— BEGIN Quoted passage —

Consequences for the US as its weapon inventory deplete

The most immediate implications of this will be for Ukraine.

To supply Ukraine️, the US has run down its weapons inventories so much that they will take three to seven years to replenish, even at surge rates, per new research by the Centre for Strategic and International Studies. At current rates of production, the time needed to replenish US weapons stocks would be pushed out years further than that.

This has significant implications for the ability of the US to continue supplying Ukraine and, perhaps more importantly, to defend Taiwan (as well as its ability to deter China from attacking Taiwan in the first place).

The United States has since February this year provided Ukraine with a range of military aid – from assault rifles and 5.56mm ammo right up to world leading intelligence, surveillance & reconnaissance capacity and its unique, Palantir-based 'algorithmic warfare' system.

Yet the weapons that have done most to prevent Ukrainian collapse on the battlefield can be split into four types: 155mm artillery and rounds; Anti Tank Guided Missiles (such as Javelins); Multiple Launch Rocket Systems (such as HIMARS) and the rockets for them; Man Portable Air Defence Systems (such as Stingers) and missiles for them.

The table linked here and placed below shows that inventories have been run down so much by supply to Ukraine that they will take a minimum of two and a half years to replace, and as many as seven years, even based on surge manufacture programmes.

Find this table at the CSIS website: https://www.csis.org/analysis/rebuilding-us-inventories-six-critical-systems

The US has provided Ukraine over one million 155mm artillery rounds of various types. At current rates of manufacture, the Pentagon would never be able to refill its inventories. Washington therefore plans to surge its capacity to 40,000 rounds a month – but only by 2025. Even this would satisfy only one third of Ukrainian needs, according to CSIS. This means that the US is going to have to procure 155mm ammo from beyond NATO – and it has already started doing so, from countries such as South Korea and Pakistan.

Given Europe has similarly reached its limits, other countries are also going to have to produce more in the medium term. Further, the US is in the meantime sending 105mm artillery and ammo (with less range and effectiveness) to close the gap. It seems, however, that given the supply constraints, Ukraine might have to start rationing use eventually.

The situation with Excalibur precision 155mm rounds is even worse. These high-tech rounds use a GPS guidance system to adjust their flight to the target and can thus achieve a tremendous degree of accuracy. The problem is that Washington has been sending Ukraine its annual production every month and, per CSIS, might soon run out of Excalibur rounds to send.

Soon after Russian tanks crossed the Ukrainian border, the Javelin anti-tank guided missile gained iconic status. Current production is 1,000 a year – but the US has provided 8,500 to Ukraine. Transfers have now stopped because the US is down to minimum limits. At current rates of manufacture, it would take 14.5 years to replenish supplies, but even at the surge levels, it is to take near seven, assuming no further transfers or diversion to other allies.

— END Quoted passage —
— BEGIN Material supplied —

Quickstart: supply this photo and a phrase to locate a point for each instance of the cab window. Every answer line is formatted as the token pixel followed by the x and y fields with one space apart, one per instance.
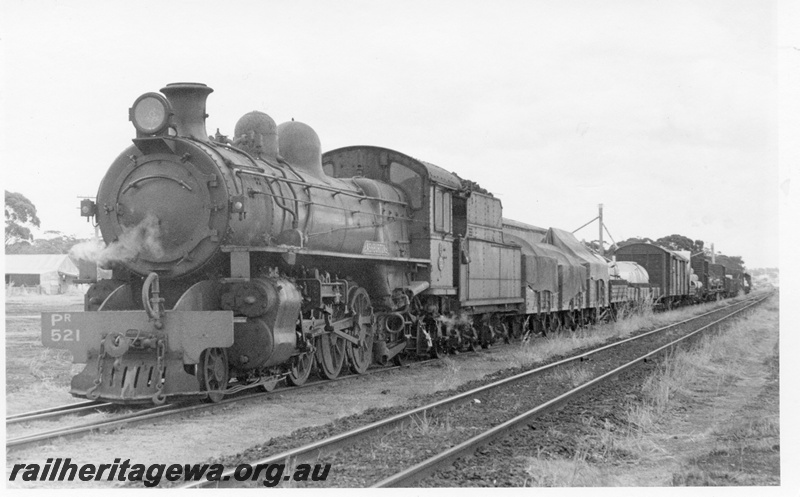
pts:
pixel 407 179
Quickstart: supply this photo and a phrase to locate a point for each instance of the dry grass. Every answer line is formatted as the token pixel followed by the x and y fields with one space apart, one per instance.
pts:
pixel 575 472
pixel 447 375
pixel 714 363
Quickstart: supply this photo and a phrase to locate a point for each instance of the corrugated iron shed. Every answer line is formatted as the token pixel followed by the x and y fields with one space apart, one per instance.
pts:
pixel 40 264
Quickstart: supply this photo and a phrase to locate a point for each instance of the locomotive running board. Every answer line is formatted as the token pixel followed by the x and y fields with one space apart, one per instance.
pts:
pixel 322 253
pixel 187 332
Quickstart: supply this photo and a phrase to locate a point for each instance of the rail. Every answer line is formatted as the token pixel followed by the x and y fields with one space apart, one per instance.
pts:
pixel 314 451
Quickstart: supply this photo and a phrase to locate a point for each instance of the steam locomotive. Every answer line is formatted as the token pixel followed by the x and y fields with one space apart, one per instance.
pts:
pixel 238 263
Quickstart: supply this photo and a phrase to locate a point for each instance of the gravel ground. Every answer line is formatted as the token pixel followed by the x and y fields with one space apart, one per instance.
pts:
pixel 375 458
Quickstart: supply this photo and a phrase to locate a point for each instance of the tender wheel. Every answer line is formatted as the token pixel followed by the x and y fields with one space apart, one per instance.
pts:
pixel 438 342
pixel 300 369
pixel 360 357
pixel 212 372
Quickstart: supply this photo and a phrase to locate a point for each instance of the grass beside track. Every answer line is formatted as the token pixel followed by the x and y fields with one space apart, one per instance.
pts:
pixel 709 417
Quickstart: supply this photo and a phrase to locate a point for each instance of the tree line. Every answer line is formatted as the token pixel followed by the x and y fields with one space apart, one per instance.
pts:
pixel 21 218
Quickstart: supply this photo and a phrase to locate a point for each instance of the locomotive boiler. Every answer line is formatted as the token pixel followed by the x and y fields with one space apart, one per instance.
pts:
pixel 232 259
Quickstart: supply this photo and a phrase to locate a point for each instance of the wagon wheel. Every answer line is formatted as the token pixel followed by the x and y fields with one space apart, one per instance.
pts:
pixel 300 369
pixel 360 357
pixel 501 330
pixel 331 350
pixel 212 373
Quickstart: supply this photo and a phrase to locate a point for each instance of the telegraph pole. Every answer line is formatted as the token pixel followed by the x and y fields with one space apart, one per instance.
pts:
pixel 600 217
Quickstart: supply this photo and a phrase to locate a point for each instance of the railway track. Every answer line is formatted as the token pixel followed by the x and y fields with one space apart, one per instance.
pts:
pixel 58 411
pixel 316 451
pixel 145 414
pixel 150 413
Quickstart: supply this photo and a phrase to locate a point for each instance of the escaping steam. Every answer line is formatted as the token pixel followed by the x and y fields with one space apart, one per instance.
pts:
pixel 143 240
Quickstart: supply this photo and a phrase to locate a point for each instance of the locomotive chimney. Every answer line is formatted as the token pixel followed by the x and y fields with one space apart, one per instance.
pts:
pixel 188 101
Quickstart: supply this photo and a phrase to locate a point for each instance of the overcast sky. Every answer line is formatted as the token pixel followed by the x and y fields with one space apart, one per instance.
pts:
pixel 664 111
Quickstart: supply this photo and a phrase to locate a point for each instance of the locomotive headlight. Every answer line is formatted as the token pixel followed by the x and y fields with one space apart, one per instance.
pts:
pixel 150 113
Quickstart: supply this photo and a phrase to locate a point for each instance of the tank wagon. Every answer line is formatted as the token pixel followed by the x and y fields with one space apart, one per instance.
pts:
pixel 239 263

— END Material supplied —
— BEGIN Material supplied —

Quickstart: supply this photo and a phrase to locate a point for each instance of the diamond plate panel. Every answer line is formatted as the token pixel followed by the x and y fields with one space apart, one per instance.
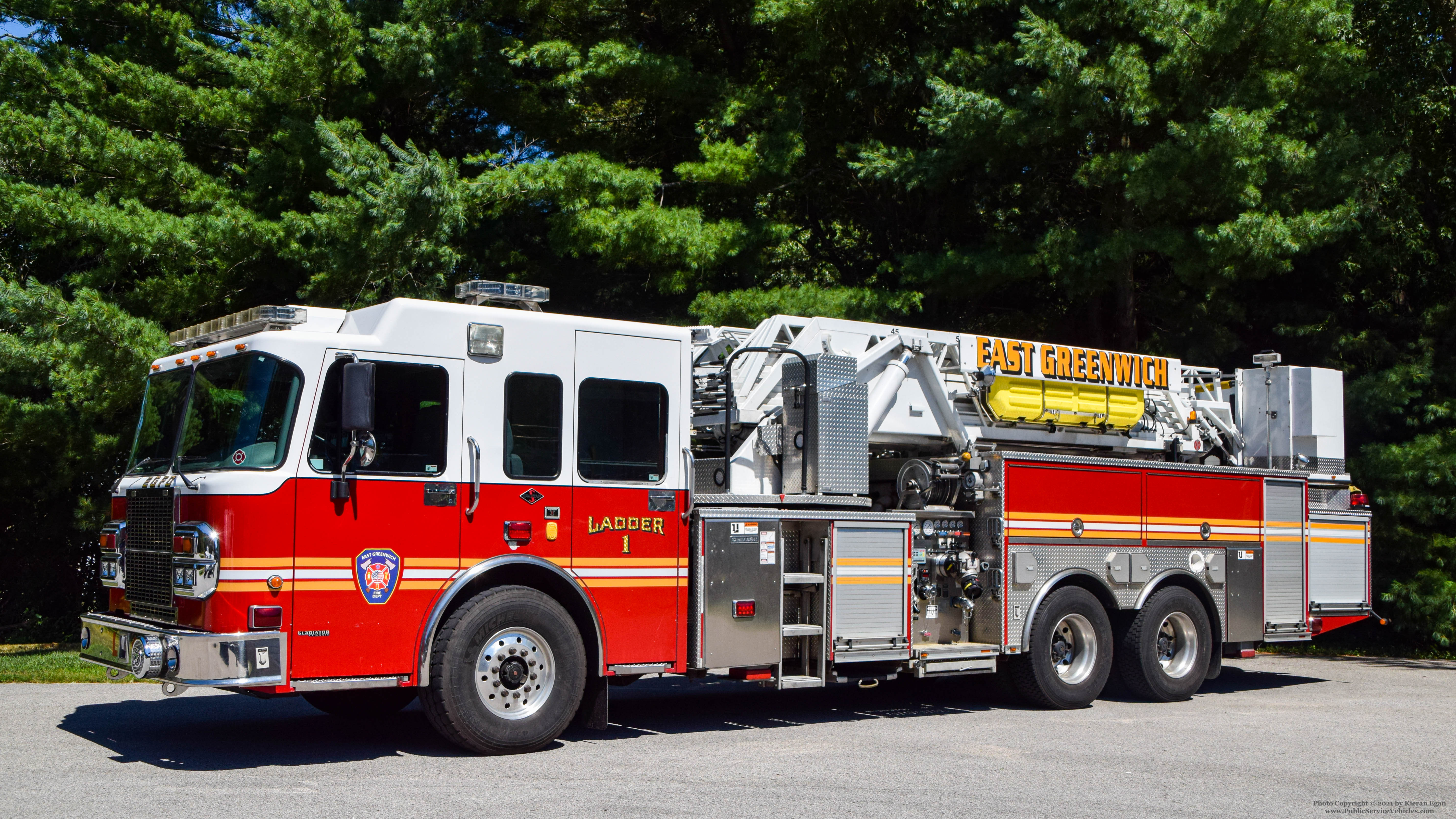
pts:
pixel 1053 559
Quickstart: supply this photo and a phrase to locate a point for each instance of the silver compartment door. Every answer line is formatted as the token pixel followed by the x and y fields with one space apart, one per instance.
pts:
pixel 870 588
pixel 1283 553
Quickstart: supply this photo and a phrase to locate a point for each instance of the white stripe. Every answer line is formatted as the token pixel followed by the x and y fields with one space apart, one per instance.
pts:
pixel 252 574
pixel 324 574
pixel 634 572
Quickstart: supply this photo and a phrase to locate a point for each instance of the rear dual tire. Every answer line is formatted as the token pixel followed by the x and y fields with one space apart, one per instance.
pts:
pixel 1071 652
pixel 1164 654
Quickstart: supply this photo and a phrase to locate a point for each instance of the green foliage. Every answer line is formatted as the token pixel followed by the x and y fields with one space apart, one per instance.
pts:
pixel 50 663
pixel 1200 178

— END Material supplied —

◆ Tasks:
(1) According to the text on US weapon inventories, which four types of weapons have done most to prevent Ukrainian collapse on the battlefield? List all of them.
(2) Answer these questions from the text on US weapon inventories:
(a) Whose new research estimates that US inventories will take three to seven years to replenish?
(b) To what monthly output of 155mm rounds does Washington plan to surge its capacity, and by what year?
(c) How many Javelin missiles are currently produced each year?

◆ Task answers:
(1)
- 155mm artillery and rounds
- Anti Tank Guided Missiles (such as Javelins)
- Multiple Launch Rocket Systems (such as HIMARS) and the rockets for them
- Man Portable Air Defence Systems (such as Stingers) and missiles for them

(2)
(a) The Centre for Strategic and International Studies
(b) 40,000 rounds a month, by 2025
(c) 1,000 a year